CONSIGNES ET EXERCICES:
1. Recopiez le passage du texte sur Jean Rolin qui commence par « Pour ma part, j’ai » et se poursuit jusqu'à « grandes figures historiques. ».
2. Répondez aux questions suivantes à partir du texte sur Jean Rolin.
(a) De quelle année date « La Clôture » ?
(b) Quel est le titre du dernier ouvrage paru de Jean Rolin, commenté par Tavernier sur son blog ?
(c) Sur quels films Tavernier écrit-il en particulier ?

TEXTE PROPOSÉ:
-------------------------

Un livre de Jean Rolin.
C’est le dernier article paru sur le blog de Bertrand Tavernier qui m’a incité à entreprendre la découverte de Jean Rolin, un auteur dont je ne connaissais jusqu’ici rien de plus que le nom. Sur son blog, en effet, Tavernier, qui écrit beaucoup sur le cinéma, bien évidemment, et, en particulier, sur les films de patrimoine qui sont édités en DVD, évoque aussi, volontiers, ses lectures et, ainsi, commente avec enthousiasme « Le traquet kurde », le dernier ouvrage paru de Jean Rolin, tout en recommandant d’autres livres de cet auteur.
Pour ma part, j’ai donc choisi d’entamer mon exploration de l’écrivain en question par « La Clôture », un livre datant de 2002 qui m’a fait forte impression. L’ouvrage, dont on ne sait s’il faut l’appeler roman, tant il est manifestement imprégné des observations et des rencontres de Jean Rolin avec des personnes bien réelles, mêle audacieusement la grande et la petite histoire, mais en les traitant de la même manière, en les mettant au même niveau. Le regard de l’auteur ne semble jamais condescendant pour qui que ce soit et il traite avec autant d’égards les gens obscurs que les grandes figures historiques.

-------------------------

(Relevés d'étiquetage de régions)
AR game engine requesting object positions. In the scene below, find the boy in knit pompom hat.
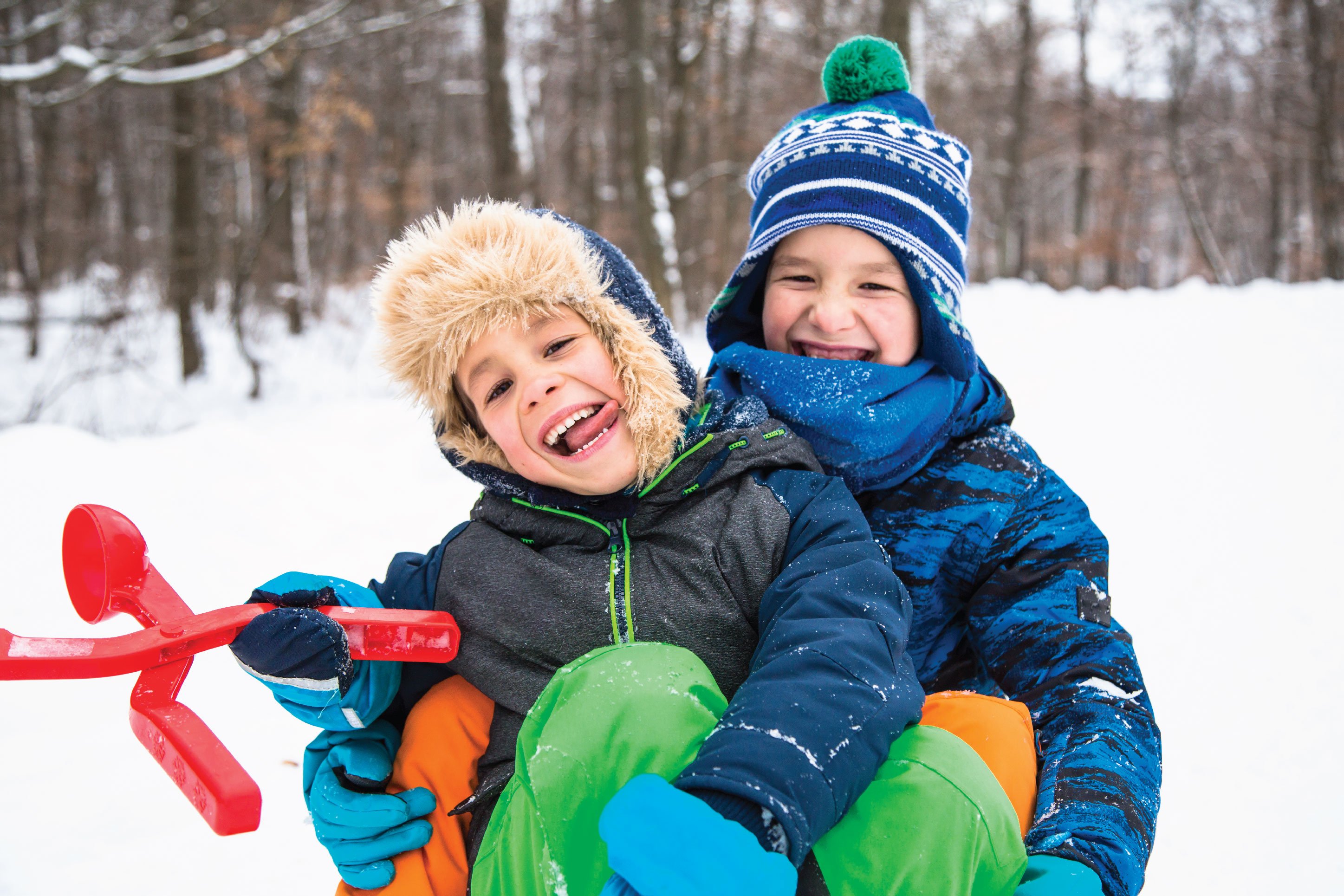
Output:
[707,36,1161,896]
[231,203,1033,896]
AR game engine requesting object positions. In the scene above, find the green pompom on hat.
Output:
[821,35,910,102]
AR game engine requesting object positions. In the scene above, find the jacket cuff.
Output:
[685,787,789,856]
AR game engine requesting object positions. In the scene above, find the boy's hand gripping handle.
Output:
[0,504,458,834]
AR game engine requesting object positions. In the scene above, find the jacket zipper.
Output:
[512,434,714,643]
[606,520,634,643]
[512,499,634,643]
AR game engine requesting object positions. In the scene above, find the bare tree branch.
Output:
[0,0,351,106]
[299,0,465,50]
[0,0,219,92]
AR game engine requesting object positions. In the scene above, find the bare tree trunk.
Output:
[1167,0,1233,286]
[721,0,765,265]
[1302,0,1344,279]
[9,6,43,357]
[481,0,519,199]
[999,0,1036,277]
[1071,0,1095,286]
[877,0,915,71]
[168,0,206,380]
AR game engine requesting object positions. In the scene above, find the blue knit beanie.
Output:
[707,35,976,380]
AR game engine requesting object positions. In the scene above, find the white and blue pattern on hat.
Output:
[707,36,976,380]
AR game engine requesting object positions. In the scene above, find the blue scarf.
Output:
[708,343,1012,494]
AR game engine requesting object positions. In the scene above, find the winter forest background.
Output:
[0,0,1344,896]
[0,0,1344,395]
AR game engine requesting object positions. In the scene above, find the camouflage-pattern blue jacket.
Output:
[708,314,1161,896]
[859,424,1161,896]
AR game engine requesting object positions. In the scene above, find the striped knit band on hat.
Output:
[707,36,976,380]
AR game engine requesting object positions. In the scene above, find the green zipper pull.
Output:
[606,520,634,643]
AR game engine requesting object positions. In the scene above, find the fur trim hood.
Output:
[372,201,698,494]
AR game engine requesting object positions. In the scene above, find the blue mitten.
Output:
[304,721,435,890]
[597,775,799,896]
[1013,856,1102,896]
[228,572,402,731]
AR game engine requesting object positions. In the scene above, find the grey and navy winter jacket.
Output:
[372,399,923,863]
[349,203,923,864]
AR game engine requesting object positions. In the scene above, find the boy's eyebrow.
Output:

-------------------------

RÉPONSES FINALES:
1.
Pour ma part, j’ai donc choisi d’entamer mon exploration de l’écrivain en question par « La Clôture », un livre datant de 2002 qui m’a fait forte impression. L’ouvrage, dont on ne sait s’il faut l’appeler roman, tant il est manifestement imprégné des observations et des rencontres de Jean Rolin avec des personnes bien réelles, mêle audacieusement la grande et la petite histoire, mais en les traitant de la même manière, en les mettant au même niveau. Le regard de l’auteur ne semble jamais condescendant pour qui que ce soit et il traite avec autant d’égards les gens obscurs que les grandes figures historiques.

2.
(a) 2002
(b) « Le traquet kurde »
(c) Les films de patrimoine édités en DVD